◆ Records to use

============

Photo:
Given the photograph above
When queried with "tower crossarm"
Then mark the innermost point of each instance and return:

============

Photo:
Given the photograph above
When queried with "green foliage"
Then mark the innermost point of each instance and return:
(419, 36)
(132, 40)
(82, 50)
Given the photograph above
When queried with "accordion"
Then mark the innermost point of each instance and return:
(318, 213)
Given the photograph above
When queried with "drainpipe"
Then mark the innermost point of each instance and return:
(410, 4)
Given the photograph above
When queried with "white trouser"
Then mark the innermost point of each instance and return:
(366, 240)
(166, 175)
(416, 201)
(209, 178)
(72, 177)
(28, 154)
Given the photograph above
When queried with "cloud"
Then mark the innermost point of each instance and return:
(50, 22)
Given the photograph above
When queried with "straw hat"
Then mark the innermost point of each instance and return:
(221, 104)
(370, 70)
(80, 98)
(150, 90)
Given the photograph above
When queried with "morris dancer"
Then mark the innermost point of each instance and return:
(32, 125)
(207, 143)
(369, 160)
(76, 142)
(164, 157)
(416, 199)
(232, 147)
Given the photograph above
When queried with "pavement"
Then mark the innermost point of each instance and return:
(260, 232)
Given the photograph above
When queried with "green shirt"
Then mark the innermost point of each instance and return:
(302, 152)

============

◆ Required task
Find each line in the records that contains the word "with" and copy it out. Case counts.

◆ Response
When queried with "tower crossarm"
When queried with "green foliage"
When queried with "accordion"
When queried with "drainpipe"
When queried with "white trouser"
When queried with "cloud"
When queried with "straw hat"
When queried with "morris dancer"
When queried with "pavement"
When queried with "green shirt"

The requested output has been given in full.